1. INTRODUCTION: Why Do We Need Humans?
So you've decided to get yourself a human being. In doing so, you've joined the millions of other cats who have acquired these strange and often frustrating creatures. There will be any number of times, during the course of your association with humans, when you will wonder why you have bothered to grace them with your presence. What's so great about humans, anyway? Why not just hang around with other cats? Our greatest philosophers have struggled with this question for centuries, but the answer is actually rather simple: HUMANS HAVE OPPOSABLE THUMBS. Which makes them the perfect tools for such tasks as opening doors, getting the lids off of cat food cans, changing television stations and other activities that we, despite our other obvious advantages, find difficult to do ourselves. True, chimps, orangutans and lemurs also have opposable thumbs, but they are nowhere as easy to train.
....................
SET PROBLEM A: Set down the passage on why cats need humans from "So you've decided" to "easy to train.", word for word.

[Object position labeling listing]
....................
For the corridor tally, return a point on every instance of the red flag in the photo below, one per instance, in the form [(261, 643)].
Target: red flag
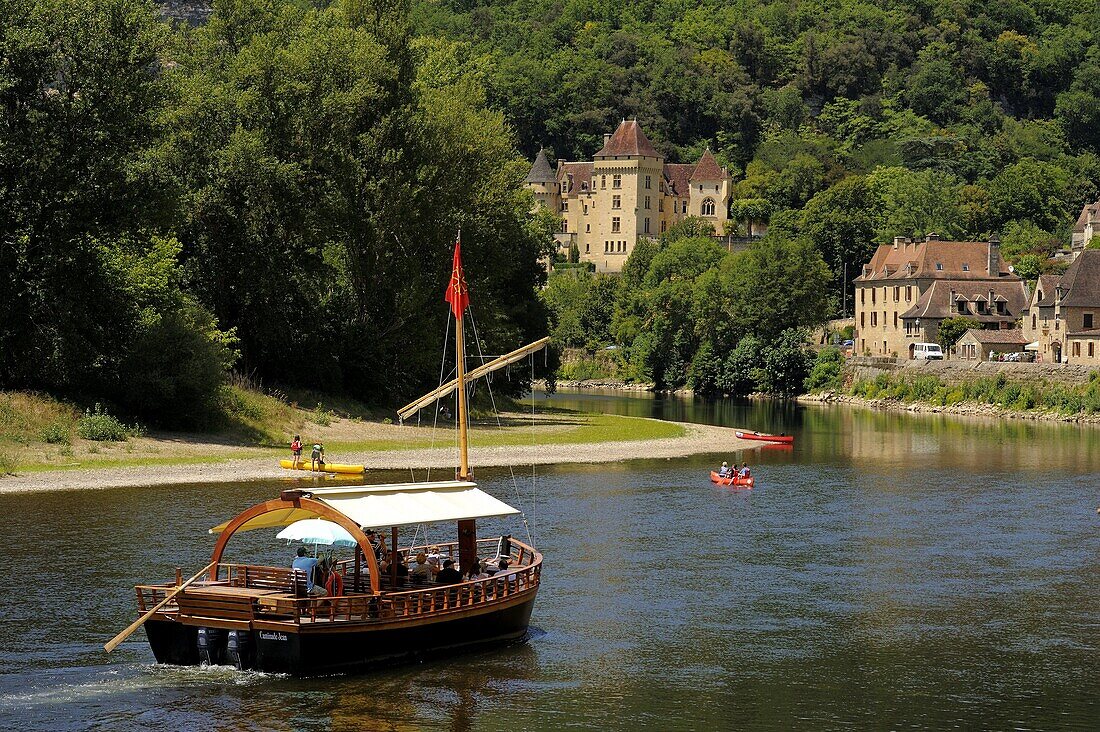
[(457, 293)]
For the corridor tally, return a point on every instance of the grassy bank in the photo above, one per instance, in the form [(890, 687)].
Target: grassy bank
[(39, 433), (1044, 396)]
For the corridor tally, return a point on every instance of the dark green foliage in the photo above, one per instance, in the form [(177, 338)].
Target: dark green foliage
[(826, 372)]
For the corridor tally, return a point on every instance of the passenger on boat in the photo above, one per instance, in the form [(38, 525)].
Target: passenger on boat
[(306, 565), (421, 570), (449, 575)]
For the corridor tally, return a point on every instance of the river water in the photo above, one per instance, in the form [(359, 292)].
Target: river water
[(890, 571)]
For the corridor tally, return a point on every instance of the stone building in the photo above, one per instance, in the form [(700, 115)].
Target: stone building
[(977, 345), (625, 193), (1064, 316), (909, 288)]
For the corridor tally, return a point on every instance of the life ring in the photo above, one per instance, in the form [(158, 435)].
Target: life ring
[(334, 585)]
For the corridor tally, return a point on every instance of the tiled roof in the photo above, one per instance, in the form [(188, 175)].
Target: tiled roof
[(707, 168), (628, 140), (935, 302), (581, 173), (1081, 281), (934, 259), (1014, 336), (679, 177), (540, 171)]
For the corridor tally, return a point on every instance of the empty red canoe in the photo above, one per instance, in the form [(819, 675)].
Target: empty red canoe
[(746, 482), (767, 438)]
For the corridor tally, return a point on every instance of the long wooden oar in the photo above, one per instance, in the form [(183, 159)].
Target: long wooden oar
[(141, 621)]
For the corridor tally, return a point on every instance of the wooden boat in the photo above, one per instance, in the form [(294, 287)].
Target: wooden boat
[(733, 480), (325, 467), (767, 438), (261, 618)]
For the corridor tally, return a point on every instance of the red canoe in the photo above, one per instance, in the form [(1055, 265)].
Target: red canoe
[(767, 438), (746, 482)]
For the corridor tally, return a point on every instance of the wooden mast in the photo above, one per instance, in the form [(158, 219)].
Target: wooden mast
[(459, 349)]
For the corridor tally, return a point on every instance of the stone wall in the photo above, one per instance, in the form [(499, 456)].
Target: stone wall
[(955, 372)]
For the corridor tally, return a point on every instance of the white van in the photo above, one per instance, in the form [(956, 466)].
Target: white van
[(927, 352)]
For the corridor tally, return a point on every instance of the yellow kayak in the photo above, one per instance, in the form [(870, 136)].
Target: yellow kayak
....................
SET PROBLEM B: Add -86 to every coordinate in the answers and give the listing again, with its requests, from its first line through the line containing "[(334, 585)]". Omit the pictures.

CORRECT RESPONSE A:
So you've decided to get yourself a human being. In doing so, you've joined the millions of other cats who have acquired these strange and often frustrating creatures. There will be any number of times, during the course of your association with humans, when you will wonder why you have bothered to grace them with your presence. What's so great about humans, anyway? Why not just hang around with other cats? Our greatest philosophers have struggled with this question for centuries, but the answer is actually rather simple: HUMANS HAVE OPPOSABLE THUMBS. Which makes them the perfect tools for such tasks as opening doors, getting the lids off of cat food cans, changing television stations and other activities that we, despite our other obvious advantages, find difficult to do ourselves. True, chimps, orangutans and lemurs also have opposable thumbs, but they are nowhere as easy to train.

CORRECT RESPONSE B:
For the corridor tally, return a point on every instance of the red flag in the photo below, one per instance, in the form [(261, 643)].
Target: red flag
[(371, 207)]
For the corridor tally, return a point on every instance of the grassy bank in the photo above, one per instance, in the form [(890, 687)].
Target: grassy bank
[(-47, 347), (958, 310)]
For the corridor tally, return a point on every instance of the dark green foliage in the photo above, one per instance, in the form [(177, 338)].
Target: dark green foliage
[(740, 286)]
For the corridor tally, return a point on every instance of the passenger on boat in the photo above, one per instance, in the form [(38, 525)].
Target: passenger on boat
[(220, 479), (335, 484), (363, 489)]
For the corridor tally, return a point on every instance of the river water in the photo above, one per instance, in the form [(359, 292)].
Target: river water
[(804, 485)]
For the corridor tally, return a point on every instance of the stone building in the photo above, one per instance, in the form [(700, 115)].
Target: stone building
[(891, 259), (539, 107), (978, 230), (823, 202)]
For the corridor tally, return a point on every instance of the life ring in the photo above, one per instance, in the form [(158, 435)].
Target: life ring
[(248, 499)]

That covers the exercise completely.